- **Excerpted passage**
For a whole year, she would paint designs on T-shirts -- which typically takes her a couple of hours per T-shirt -- and sell them in booths at events. She was moderately successful, but outside of events she would only get two or three orders a month.

In September 2007, Attia set up a Facebook group for her friends. It instantly took off. Within a month she had over 1,000 members and more orders than she could possibly fulfill. Within six months, she had quit her job to focus solely on her new business, which she branded Fofo, complete with a caricature of herself. Today, her group has over 5,000 members, and she paints not only on T-shirts but on bags, sweatshirts, tank tops and sweaters.

"I could never have done what I've done without Facebook," she says. "It's truly incredible. The minute I upload new designs people find out about them. I get 15-20 orders a week now and I can't keep up. People like my designs, and I make enough money to live on quite comfortably."

A few things come to mind after reading this story:

1) I say this all the time, but here it is again: Arabs are a weird combination of naturally entrepreneurial and heavily risk averse. These two things sound contradictory, but they are not. Across the Middle East you see a culture that respects entrepreneurs and business, where successful businessmen are respected more than politicians or academics, where every street scene is filled with hundreds and hundreds of small, owner-operated businesses. But pretty much all the businesses are safe, old-school enterprises - dry cleaners, grocers, sandwich stands - and most of them do very, very little innovation (I repeat my call for an Egyptian fuul stand to offer my patented concept of

Fuul Mexici

, fuul served atop doritos with chopped tomato and onion...). The entrepreneur culture rarely extends to genuinely interesting or different businesses or business models, and is especially lagging when it comes to the internet and new media.

- **Stated exercise**
Reproduce word for word the part of the Fofo T-shirt passage that begins at "For a whole" and stops after "tops and sweaters.".

- **Information provided**
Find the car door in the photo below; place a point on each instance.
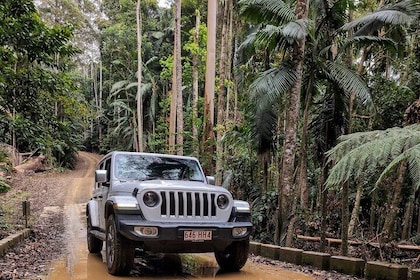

- **Reply**
For a whole year, she would paint designs on T-shirts -- which typically takes her a couple of hours per T-shirt -- and sell them in booths at events. She was moderately successful, but outside of events she would only get two or three orders a month.

In September 2007, Attia set up a Facebook group for her friends. It instantly took off. Within a month she had over 1,000 members and more orders than she could possibly fulfill. Within six months, she had quit her job to focus solely on her new business, which she branded Fofo, complete with a caricature of herself. Today, her group has over 5,000 members, and she paints not only on T-shirts but on bags, sweatshirts, tank tops and sweaters.